* SOURCE
==============================

# Banking Ombudsman



## gprit (Feb 12, 2014)

I have several issues with Credit Agricole.
Is there such a thing as an independent Complaint procedure in France (similar to UK Ombudsman). 
CA only give me internal complaints contacts.


----------



## Bevdeforges (Nov 16, 2007)

It depends a bit on the nature of your issues - but if they involve your access to banking services, you could try the Banque de France. (I would first try working through CA's internal complaints department - just to cover your bases before going ballistic on them. Banque de France is the national bank regulator - among their various functions.)








Banque de France | Particuliers


Espace Particuliers ... Missions et activités de la Banque de France · Implantations de la Banque · Organigramme · Galerie Photos · Espace recrutement.




particuliers.banque-france.fr


----------



## EuroTrash (Sep 3, 2013)

gprit said:


> I have several issues with Credit Agricole.
> Is there such a thing as an independent Complaint procedure in France (similar to UK Ombudsman).
> CA only give me internal complaints contacts.


I believe you have to start with the internal complaints procedure. You can't involve a third party until you have followed that procedure to the end.
Once that has been exhausted, you will be told what options you have open to you if you are not satisfied with the outcome (details of who to contact next and procedure to be followed).
That at least has been my experience. (Although in the end, CA got their act together and came good so I didn't need to take it further.=


----------

==============================

* ACTIONS TO TAKE
1. Please copy the banking ombudsman thread word for word, everything from "Once that has" down to "to be followed).".
2. Recast everything in the records from the line containing "form: [115, 212]." down to the end of the records as a numbered list, with blank lines omitted.
The records have no connection to the banking ombudsman thread.

==============================

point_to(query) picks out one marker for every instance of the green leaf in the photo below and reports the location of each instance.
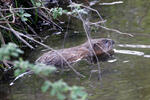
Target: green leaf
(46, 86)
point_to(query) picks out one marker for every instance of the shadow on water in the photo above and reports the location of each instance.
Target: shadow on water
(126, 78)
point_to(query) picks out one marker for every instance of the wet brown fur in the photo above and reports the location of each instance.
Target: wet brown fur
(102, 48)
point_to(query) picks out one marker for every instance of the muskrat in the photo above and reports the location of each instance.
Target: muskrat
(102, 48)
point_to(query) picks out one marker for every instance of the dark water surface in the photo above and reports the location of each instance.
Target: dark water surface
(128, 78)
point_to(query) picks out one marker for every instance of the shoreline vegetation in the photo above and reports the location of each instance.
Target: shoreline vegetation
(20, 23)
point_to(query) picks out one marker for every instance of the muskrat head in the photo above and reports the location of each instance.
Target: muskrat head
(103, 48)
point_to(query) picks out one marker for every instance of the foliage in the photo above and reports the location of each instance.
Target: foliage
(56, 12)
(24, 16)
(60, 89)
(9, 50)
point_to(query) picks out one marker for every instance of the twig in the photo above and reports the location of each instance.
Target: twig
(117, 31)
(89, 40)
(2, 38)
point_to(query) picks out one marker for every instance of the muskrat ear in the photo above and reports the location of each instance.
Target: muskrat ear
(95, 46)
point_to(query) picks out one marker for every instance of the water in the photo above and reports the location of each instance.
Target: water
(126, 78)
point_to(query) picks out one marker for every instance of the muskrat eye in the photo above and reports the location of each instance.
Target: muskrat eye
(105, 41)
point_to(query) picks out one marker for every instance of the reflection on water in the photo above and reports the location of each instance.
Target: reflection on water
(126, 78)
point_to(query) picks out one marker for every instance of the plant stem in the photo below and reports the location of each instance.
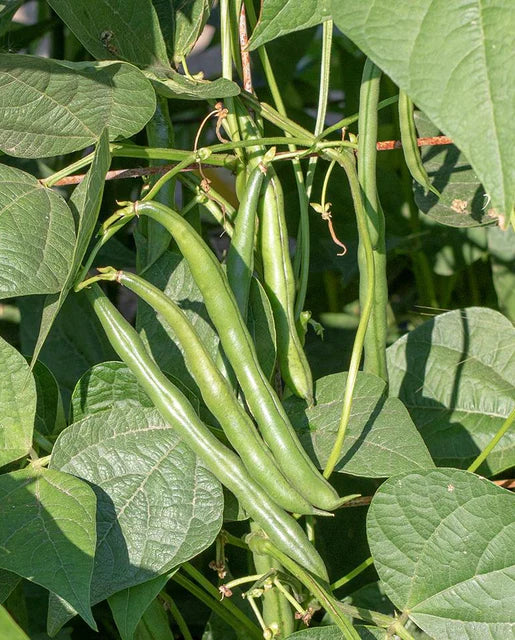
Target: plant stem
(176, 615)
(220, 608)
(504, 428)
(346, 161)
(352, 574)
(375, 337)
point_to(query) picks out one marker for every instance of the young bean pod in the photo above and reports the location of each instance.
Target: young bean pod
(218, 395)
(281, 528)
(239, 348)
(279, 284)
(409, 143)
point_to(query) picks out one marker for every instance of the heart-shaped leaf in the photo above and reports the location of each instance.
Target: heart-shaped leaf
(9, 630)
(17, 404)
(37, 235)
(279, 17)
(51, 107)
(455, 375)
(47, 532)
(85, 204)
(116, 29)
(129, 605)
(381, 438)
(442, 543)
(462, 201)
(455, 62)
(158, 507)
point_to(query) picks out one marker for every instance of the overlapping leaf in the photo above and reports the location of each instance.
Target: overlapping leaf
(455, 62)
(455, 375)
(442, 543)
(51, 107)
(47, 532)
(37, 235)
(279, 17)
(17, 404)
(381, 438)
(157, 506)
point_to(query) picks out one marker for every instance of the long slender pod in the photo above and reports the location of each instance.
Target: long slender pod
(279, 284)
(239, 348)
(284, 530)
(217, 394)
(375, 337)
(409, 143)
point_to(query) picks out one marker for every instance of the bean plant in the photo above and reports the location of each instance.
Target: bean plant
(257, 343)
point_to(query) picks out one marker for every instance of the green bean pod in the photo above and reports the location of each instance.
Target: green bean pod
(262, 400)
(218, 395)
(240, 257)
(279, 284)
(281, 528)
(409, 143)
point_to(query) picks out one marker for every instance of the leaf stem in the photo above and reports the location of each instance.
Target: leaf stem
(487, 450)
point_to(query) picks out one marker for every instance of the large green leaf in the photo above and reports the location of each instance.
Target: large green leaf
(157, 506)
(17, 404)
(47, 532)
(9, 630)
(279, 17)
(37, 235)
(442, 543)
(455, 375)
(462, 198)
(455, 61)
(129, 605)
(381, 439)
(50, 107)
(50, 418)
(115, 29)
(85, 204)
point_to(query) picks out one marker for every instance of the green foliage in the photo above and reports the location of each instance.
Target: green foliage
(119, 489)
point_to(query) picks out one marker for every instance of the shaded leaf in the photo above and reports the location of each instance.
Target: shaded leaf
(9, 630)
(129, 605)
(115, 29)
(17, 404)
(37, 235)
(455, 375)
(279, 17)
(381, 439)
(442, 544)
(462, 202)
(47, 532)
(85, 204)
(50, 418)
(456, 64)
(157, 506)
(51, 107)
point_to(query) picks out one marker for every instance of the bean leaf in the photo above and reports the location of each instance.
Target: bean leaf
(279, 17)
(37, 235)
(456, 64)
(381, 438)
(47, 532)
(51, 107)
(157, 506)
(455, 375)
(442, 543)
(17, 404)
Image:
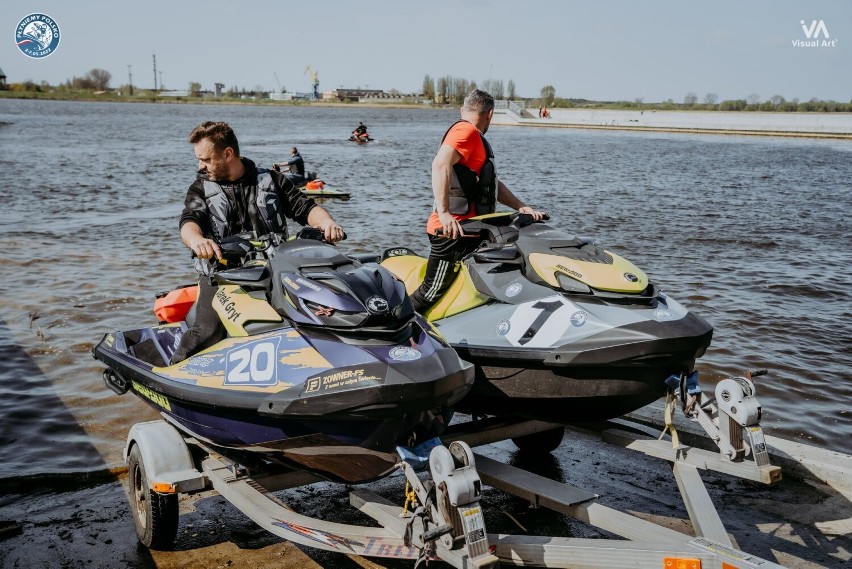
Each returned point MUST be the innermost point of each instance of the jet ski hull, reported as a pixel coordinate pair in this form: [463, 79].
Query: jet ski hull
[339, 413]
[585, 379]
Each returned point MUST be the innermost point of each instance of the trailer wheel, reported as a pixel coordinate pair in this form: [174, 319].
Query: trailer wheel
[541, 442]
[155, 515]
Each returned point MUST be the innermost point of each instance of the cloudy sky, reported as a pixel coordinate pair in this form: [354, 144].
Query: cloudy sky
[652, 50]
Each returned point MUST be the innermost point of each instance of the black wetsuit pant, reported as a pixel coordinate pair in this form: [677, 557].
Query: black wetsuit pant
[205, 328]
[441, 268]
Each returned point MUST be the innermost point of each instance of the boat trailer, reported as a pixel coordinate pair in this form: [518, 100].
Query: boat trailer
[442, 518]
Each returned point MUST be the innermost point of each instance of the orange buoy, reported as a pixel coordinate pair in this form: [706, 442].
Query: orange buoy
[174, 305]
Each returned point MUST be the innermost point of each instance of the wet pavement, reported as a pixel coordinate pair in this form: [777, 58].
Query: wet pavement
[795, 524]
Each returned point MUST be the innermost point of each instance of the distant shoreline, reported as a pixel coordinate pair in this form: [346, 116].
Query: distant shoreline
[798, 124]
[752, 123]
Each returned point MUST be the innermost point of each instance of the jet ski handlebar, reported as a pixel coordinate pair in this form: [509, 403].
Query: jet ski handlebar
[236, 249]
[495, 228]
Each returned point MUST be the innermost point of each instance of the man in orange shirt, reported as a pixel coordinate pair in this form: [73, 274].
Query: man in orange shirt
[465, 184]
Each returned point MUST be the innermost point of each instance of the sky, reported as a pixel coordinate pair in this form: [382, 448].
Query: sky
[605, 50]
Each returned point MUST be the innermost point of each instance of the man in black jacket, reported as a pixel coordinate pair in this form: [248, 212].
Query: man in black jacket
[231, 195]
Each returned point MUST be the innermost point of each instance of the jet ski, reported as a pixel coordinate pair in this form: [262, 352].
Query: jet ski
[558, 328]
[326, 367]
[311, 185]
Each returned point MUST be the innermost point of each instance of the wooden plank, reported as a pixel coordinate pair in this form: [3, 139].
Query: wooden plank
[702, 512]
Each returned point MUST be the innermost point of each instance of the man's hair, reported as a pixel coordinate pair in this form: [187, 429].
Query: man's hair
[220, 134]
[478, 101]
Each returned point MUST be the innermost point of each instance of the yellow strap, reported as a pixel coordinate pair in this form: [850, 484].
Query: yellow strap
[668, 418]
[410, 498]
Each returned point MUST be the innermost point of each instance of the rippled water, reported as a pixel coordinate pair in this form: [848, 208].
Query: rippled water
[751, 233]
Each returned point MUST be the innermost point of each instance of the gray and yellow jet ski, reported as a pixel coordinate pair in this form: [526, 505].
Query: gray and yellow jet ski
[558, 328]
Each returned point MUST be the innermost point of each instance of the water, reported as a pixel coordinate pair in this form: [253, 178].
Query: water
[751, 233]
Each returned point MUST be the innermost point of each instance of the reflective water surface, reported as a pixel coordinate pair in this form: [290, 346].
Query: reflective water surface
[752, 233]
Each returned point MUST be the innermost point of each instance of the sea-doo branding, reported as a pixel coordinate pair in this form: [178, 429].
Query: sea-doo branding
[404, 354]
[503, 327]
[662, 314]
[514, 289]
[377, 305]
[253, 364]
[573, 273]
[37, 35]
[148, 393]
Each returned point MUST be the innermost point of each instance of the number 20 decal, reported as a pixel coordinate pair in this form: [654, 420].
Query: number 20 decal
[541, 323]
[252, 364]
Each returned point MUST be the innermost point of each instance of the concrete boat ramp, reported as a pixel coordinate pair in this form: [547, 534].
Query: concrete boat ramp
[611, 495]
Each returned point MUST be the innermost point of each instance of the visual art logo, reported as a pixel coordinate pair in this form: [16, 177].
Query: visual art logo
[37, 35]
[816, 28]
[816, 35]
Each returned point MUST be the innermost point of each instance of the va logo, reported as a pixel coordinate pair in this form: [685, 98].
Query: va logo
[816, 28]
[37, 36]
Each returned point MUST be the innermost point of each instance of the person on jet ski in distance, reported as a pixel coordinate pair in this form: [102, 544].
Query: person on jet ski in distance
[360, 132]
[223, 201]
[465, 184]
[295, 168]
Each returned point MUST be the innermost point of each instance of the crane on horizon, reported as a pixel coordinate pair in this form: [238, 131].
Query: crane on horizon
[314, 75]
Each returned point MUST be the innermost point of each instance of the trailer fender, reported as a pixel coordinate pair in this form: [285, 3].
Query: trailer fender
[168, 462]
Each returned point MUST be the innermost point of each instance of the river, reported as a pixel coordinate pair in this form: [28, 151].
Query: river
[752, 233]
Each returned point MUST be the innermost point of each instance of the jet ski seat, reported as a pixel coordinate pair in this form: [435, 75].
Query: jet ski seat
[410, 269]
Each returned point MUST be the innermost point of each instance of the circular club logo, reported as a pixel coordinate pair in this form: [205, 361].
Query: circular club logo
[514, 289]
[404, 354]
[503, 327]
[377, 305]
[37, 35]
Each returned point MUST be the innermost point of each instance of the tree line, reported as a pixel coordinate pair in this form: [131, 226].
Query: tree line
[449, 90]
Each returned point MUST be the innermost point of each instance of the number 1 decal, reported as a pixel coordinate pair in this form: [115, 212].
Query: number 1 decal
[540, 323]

==============================

* TASK-BY-TASK SOLUTIONS
1.
Once that has been exhausted, you will be told what options you have open to you if you are not satisfied with the outcome (details of who to contact next and procedure to be followed).

2.
1. Each returned point MUST be the innermost point of each instance of the number 1 decal, reported as a pixel coordinate pair in this form: [115, 212].
2. Query: number 1 decal
3. [540, 323]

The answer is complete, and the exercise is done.